(Data entries)
● ● ● ●

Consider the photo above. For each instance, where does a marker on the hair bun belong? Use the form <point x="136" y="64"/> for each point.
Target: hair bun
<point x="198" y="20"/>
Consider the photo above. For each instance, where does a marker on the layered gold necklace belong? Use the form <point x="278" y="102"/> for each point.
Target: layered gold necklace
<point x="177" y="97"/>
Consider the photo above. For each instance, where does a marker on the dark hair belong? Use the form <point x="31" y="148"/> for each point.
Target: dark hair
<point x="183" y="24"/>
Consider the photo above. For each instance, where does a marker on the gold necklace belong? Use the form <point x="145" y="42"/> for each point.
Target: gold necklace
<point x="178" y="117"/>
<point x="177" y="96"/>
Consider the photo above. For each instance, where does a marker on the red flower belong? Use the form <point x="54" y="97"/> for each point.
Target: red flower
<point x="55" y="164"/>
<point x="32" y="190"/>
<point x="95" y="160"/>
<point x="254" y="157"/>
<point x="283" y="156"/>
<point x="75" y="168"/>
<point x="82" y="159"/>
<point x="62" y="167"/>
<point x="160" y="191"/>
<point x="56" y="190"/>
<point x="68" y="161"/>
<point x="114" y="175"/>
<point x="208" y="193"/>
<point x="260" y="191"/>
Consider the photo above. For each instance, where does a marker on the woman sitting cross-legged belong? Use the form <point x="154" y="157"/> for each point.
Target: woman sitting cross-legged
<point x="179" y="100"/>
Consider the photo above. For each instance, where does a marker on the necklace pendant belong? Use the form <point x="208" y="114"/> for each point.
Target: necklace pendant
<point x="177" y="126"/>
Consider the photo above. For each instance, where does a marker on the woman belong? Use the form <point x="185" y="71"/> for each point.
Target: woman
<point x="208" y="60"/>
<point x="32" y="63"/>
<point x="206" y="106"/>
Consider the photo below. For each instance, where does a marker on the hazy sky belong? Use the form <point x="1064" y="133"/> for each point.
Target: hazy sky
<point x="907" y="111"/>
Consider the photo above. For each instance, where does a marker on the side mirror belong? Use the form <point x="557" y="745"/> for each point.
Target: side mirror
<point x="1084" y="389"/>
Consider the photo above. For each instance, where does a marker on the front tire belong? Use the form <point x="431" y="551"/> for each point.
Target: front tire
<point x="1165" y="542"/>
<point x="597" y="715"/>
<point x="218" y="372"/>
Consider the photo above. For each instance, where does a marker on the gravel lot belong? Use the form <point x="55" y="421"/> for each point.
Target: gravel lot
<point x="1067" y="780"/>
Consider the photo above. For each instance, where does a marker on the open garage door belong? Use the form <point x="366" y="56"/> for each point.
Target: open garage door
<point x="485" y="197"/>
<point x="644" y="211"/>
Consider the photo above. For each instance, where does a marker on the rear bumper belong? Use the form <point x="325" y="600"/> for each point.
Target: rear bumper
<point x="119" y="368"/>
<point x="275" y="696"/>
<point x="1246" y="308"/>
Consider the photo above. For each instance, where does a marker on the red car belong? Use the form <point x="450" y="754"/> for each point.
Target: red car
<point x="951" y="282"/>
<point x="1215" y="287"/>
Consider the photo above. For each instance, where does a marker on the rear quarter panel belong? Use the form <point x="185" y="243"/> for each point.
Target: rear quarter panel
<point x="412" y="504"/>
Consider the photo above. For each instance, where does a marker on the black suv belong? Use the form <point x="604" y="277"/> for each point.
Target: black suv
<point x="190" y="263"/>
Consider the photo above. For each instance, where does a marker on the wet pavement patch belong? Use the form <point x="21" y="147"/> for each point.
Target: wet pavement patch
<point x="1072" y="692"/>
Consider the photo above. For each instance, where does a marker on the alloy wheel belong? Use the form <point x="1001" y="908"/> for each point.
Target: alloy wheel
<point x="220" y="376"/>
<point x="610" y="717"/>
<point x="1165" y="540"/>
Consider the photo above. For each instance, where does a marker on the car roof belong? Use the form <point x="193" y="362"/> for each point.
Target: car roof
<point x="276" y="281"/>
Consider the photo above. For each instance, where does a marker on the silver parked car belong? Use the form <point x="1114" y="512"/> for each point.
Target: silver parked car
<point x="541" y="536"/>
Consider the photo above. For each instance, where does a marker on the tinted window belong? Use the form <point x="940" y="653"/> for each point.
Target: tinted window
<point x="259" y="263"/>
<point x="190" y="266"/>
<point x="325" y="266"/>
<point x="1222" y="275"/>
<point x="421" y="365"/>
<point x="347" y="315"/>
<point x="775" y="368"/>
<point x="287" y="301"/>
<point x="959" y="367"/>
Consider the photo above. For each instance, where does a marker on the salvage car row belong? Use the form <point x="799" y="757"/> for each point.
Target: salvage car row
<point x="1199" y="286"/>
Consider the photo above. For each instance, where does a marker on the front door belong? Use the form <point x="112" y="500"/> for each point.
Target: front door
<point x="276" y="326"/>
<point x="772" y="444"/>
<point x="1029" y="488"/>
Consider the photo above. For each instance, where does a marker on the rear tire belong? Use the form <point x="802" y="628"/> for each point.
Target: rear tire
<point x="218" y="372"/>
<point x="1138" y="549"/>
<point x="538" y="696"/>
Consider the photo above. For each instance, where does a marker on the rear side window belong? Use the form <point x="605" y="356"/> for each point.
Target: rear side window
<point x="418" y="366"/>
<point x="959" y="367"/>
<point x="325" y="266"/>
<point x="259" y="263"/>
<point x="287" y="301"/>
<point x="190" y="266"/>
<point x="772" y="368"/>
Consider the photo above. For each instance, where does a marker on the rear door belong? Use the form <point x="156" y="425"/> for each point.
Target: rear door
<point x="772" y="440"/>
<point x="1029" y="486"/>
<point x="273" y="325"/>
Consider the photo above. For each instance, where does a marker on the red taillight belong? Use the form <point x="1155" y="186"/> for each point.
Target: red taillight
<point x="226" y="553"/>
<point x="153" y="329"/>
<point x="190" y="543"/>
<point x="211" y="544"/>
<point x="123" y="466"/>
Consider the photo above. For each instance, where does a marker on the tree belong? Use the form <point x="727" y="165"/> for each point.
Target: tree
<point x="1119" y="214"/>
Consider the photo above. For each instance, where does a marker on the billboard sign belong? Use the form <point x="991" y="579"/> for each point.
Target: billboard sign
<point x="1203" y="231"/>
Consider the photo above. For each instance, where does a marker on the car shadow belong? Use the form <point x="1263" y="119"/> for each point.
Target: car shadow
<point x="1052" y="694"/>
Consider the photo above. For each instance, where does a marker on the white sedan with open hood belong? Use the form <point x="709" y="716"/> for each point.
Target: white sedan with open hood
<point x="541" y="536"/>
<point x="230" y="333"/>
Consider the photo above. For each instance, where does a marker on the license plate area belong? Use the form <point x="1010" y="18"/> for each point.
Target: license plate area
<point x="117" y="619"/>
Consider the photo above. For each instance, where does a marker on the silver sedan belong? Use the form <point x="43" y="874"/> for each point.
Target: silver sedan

● ● ● ●

** Brief **
Set down only the lines above that fall between the line holding "the rear tire" and the line holding "the rear side", inclusive, keeping each exact.

** Exercise response **
Consider the photo above. For each instance, where does a marker on the rear tire belong? Use the form <point x="802" y="628"/> for each point.
Target: rear tire
<point x="218" y="372"/>
<point x="1138" y="549"/>
<point x="538" y="696"/>
Consider the photo above. For each instance, where does a marker on the rear side window belong? Use the form <point x="605" y="356"/> for each point.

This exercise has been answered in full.